━━━━━ Supplied entries ━━━━━

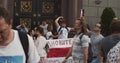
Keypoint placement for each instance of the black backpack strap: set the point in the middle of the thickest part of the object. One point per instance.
(25, 43)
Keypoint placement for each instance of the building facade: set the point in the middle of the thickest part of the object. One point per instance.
(70, 9)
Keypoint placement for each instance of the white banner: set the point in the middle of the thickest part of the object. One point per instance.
(58, 50)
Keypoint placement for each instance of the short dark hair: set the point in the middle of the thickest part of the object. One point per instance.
(115, 26)
(5, 14)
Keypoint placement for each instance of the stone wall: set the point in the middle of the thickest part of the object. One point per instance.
(93, 12)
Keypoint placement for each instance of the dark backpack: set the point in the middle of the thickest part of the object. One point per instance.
(90, 53)
(25, 43)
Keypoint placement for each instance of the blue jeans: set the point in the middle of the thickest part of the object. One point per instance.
(95, 60)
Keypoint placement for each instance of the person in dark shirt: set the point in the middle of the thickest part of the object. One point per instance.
(109, 42)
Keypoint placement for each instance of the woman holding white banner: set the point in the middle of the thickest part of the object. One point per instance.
(79, 50)
(41, 43)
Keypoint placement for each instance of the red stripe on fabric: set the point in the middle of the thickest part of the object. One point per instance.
(58, 52)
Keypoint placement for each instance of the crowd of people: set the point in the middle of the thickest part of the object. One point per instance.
(88, 46)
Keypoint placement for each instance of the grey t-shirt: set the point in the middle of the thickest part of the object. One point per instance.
(95, 42)
(107, 43)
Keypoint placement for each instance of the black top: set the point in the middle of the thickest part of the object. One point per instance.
(107, 43)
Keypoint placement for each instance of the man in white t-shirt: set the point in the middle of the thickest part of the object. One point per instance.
(61, 28)
(11, 49)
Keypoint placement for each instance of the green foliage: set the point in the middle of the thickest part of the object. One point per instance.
(106, 18)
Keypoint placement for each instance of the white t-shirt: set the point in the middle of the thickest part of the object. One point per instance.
(44, 28)
(48, 36)
(14, 53)
(40, 45)
(64, 34)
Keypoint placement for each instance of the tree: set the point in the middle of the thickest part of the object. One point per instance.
(106, 19)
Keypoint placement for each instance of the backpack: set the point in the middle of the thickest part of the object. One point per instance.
(113, 55)
(25, 43)
(90, 53)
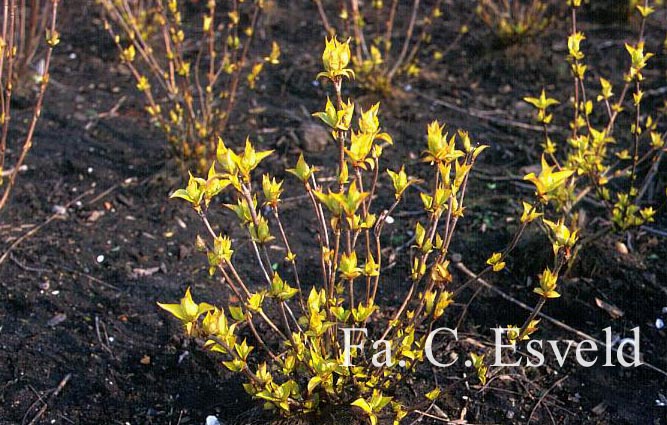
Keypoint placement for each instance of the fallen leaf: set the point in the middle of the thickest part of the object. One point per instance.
(612, 310)
(56, 320)
(139, 272)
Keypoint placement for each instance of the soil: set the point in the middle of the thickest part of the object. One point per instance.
(77, 300)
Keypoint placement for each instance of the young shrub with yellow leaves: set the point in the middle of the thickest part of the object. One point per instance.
(598, 151)
(383, 48)
(307, 360)
(23, 30)
(189, 75)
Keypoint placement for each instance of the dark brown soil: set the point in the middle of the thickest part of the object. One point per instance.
(78, 299)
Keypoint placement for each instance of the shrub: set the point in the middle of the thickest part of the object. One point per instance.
(512, 20)
(304, 364)
(22, 30)
(601, 148)
(189, 76)
(383, 49)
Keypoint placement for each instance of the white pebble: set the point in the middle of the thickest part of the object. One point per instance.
(212, 420)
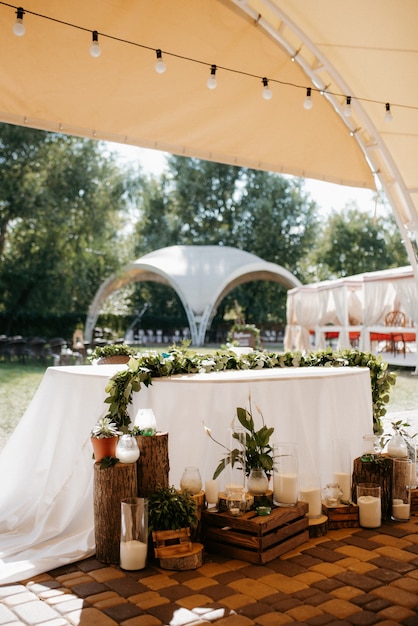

━━━━━

= Task to complete =
Rewrite the listing above with "thickest part" changed to "widest part" everywhere and nothing else altered. Leave out the pictures.

= Right answer =
Keypoint placement for each instance of the black backpack strap: set the point in the middle of the widest part of the object. One point per instance.
(25, 43)
Keypoint placement for each instance of the building facade: set the point in the middle of the widest part of the object. One point per instance.
(70, 9)
Keypoint placement for each instance of the white banner: set the point in the middle of the widest part of the object. One point per instance.
(58, 50)
Keypoint placement for each instance of the short dark hair: set the point in the middle of the widest part of the object. One point per instance.
(115, 26)
(5, 14)
Keypoint placement for each instance of the stone wall: set the point in the middle of the widest part of the object. One point per instance.
(93, 12)
Keypoint placement for each instance of the dark backpack: set the point in the middle of the widest part of the object. One point per instance.
(90, 53)
(25, 43)
Keypoint placement for each instance of the blue jeans: set the point in the middle of the widest part of the object. One point per instance.
(95, 60)
Keypoint placement for each instance of the person in dark shirt: set the point in the middle of the widest part of the object. One point per instance.
(109, 42)
Keypoint placement for each instance of the woman holding white banner: set the point in the middle of the widest part of the object. One point per instance.
(79, 50)
(41, 43)
Keypoint placement for each instance of the red stripe on fabric: set the point in the middle of the widest part of the object. One point per instance.
(58, 52)
Keypoint placement for each instance of the crowd of people: set the point in the middle of the widest part of the object. One point per instance.
(88, 46)
Keypoint placement for each instance of the grey t-shirt: set the point in the middle of the widest part of the object. One point per instance.
(95, 42)
(107, 43)
Keypoint placement for each instance of the black top: set the point in the middle of the widest part of the object. One point per instance.
(107, 43)
Keypoint placement for each instance of the man in white t-shirt: set the point in the middle of the widest part of the object. One point per instance.
(61, 28)
(11, 49)
Keypoint placement for each instance of the green foliage: set the point in the middle of the widest part of the object. One point per instance.
(106, 18)
Keypoint placement for each instance of the white t-shirt: set the point in the middle of the widest part of the object. One point per instance.
(44, 28)
(48, 36)
(14, 53)
(40, 45)
(64, 34)
Keypoint placement for each instance of the tree: set the point in the middle of the widest part of the object. One point per instance.
(106, 19)
Keypoint placement for each instance of the backpack: set the point in the middle of the widest part of the object. One point per instance.
(113, 55)
(25, 43)
(90, 53)
Keypoint placement for each instance of the fallen leaf: set the point in the middle of the widest part of the object. One point per instance.
(612, 310)
(56, 320)
(139, 272)
Keypoint placement for each instance of the soil: set the point in the middle of the widest part of the object. One point per instance.
(77, 300)
Keypoint placement for each instance of the young shrub with yellow leaves: set the point in the middle of the widest part of the object. One point per instance.
(598, 151)
(383, 48)
(307, 360)
(23, 30)
(189, 75)
Keypoint placement for each instance of the dark brown soil: set the point in the middle of the widest part of the object. One point per instance.
(78, 299)
Keypoint placement for each instance of the shrub: set the point in the middle of the widest part of the object. One point per instance.
(512, 20)
(304, 364)
(22, 30)
(601, 148)
(189, 76)
(383, 49)
Keypoint placement for each instance of the white pebble: set the point in the middle of the widest part of the object. One point per instance.
(212, 420)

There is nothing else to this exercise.